▶ Exercise instructions: Reproduce the stretch from the start of the entries through the line containing "box: [95, 939, 132, 982]" word for word, leaving out the pictures.
━━ Records for this exercise
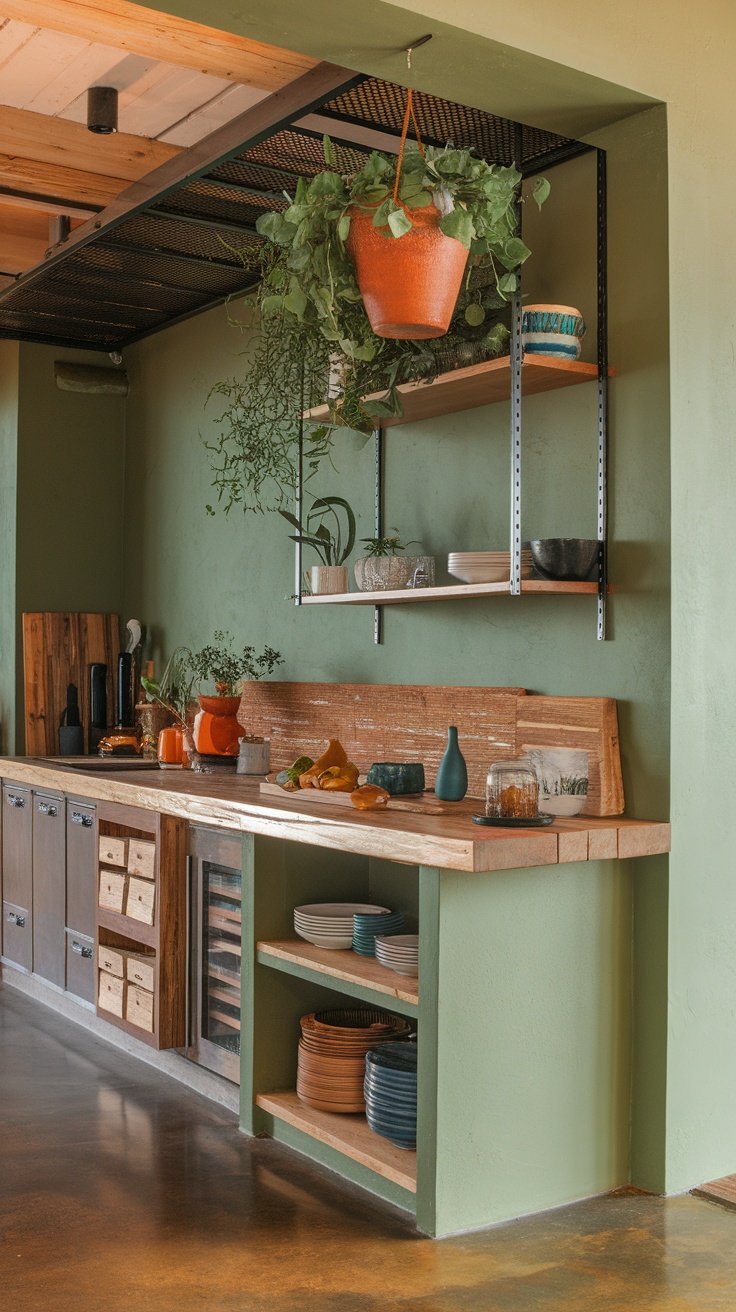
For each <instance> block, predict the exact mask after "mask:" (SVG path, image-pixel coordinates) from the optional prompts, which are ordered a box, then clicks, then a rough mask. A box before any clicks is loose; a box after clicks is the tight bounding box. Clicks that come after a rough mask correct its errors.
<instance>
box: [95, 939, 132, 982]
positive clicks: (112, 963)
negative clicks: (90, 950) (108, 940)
mask: <svg viewBox="0 0 736 1312" xmlns="http://www.w3.org/2000/svg"><path fill="white" fill-rule="evenodd" d="M126 956H127V953H121V950H119V947H105V946H104V943H100V946H98V949H97V966H98V967H100V970H101V971H105V974H106V975H117V977H118V979H121V980H122V979H123V977H125V960H126Z"/></svg>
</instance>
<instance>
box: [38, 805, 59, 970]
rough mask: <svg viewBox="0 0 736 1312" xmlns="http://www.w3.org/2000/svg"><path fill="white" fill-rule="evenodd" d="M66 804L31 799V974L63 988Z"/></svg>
mask: <svg viewBox="0 0 736 1312" xmlns="http://www.w3.org/2000/svg"><path fill="white" fill-rule="evenodd" d="M66 850H67V838H66V800H64V798H62V796H54V795H52V794H43V792H35V794H34V796H33V974H34V975H41V976H42V979H45V980H50V983H51V984H58V985H59V988H63V987H64V980H66V942H64V925H66V905H67V886H66V879H67V863H66Z"/></svg>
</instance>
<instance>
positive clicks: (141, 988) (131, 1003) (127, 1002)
mask: <svg viewBox="0 0 736 1312" xmlns="http://www.w3.org/2000/svg"><path fill="white" fill-rule="evenodd" d="M125 1018H126V1021H130V1023H131V1025H136V1026H138V1029H139V1030H147V1031H148V1034H152V1033H153V994H152V993H148V991H147V989H144V988H138V987H136V985H135V984H129V985H127V996H126V1002H125Z"/></svg>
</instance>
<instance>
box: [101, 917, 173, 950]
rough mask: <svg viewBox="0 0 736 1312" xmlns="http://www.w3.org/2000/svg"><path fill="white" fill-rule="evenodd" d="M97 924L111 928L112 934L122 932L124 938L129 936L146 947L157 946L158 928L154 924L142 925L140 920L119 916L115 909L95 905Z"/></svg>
mask: <svg viewBox="0 0 736 1312" xmlns="http://www.w3.org/2000/svg"><path fill="white" fill-rule="evenodd" d="M97 924H98V926H100V928H101V929H112V930H113V933H114V934H123V935H125V938H131V939H133V942H134V943H144V945H146V946H147V947H157V946H159V930H157V928H156V925H144V924H143V921H142V920H133V917H130V916H121V914H119V912H117V911H108V909H106V908H105V907H97Z"/></svg>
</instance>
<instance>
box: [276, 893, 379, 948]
mask: <svg viewBox="0 0 736 1312" xmlns="http://www.w3.org/2000/svg"><path fill="white" fill-rule="evenodd" d="M388 911H390V909H388V907H371V905H370V903H369V904H367V905H366V903H308V904H307V905H304V907H295V908H294V929H295V930H296V933H298V934H299V938H306V939H307V942H308V943H314V945H315V947H352V946H353V916H356V914H359V916H371V914H373V916H377V914H386V913H388Z"/></svg>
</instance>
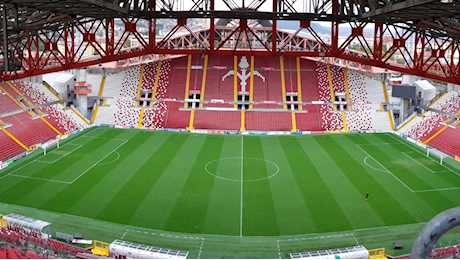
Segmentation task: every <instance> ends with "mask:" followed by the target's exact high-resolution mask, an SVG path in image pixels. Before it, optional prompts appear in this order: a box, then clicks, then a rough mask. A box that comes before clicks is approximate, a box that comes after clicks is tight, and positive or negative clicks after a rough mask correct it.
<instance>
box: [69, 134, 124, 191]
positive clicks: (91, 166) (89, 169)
mask: <svg viewBox="0 0 460 260" xmlns="http://www.w3.org/2000/svg"><path fill="white" fill-rule="evenodd" d="M127 142H128V140H125V141H124V142H123V143H122V144H120V145H119V146H117V148H115V149H113V150H112V152H110V153H108V154H107V155H106V156H104V157H102V159H100V160H99V161H97V162H96V163H95V164H93V166H91V167H89V169H87V170H86V171H84V172H83V173H82V174H80V175H79V176H78V177H77V178H75V179H74V180H73V181H72V182H71V183H70V184H73V183H74V182H76V181H77V180H78V179H80V178H81V176H83V175H85V174H86V173H87V172H89V171H90V170H91V169H93V168H94V167H95V166H96V165H98V164H99V163H100V162H102V161H103V160H104V159H105V158H107V157H108V156H109V155H111V154H112V153H113V152H115V151H116V150H118V149H119V148H120V147H122V146H123V145H124V144H126V143H127Z"/></svg>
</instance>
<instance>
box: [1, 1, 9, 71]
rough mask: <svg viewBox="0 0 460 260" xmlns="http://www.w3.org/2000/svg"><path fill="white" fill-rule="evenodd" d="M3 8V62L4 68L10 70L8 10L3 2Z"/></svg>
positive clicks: (5, 70) (6, 70)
━━━━
▶ The answer:
For each <instance> block, predict the exact mask after "mask:" (SVG path, image-pixel coordinates) from the optional prompts, which are ordered a box, then clicks, then a rough mask. A box before any clicks is loose; a box after clicks is the tight bounding box. Clicks that come after a rough mask correct its errors.
<instance>
box: [95, 939, 132, 982]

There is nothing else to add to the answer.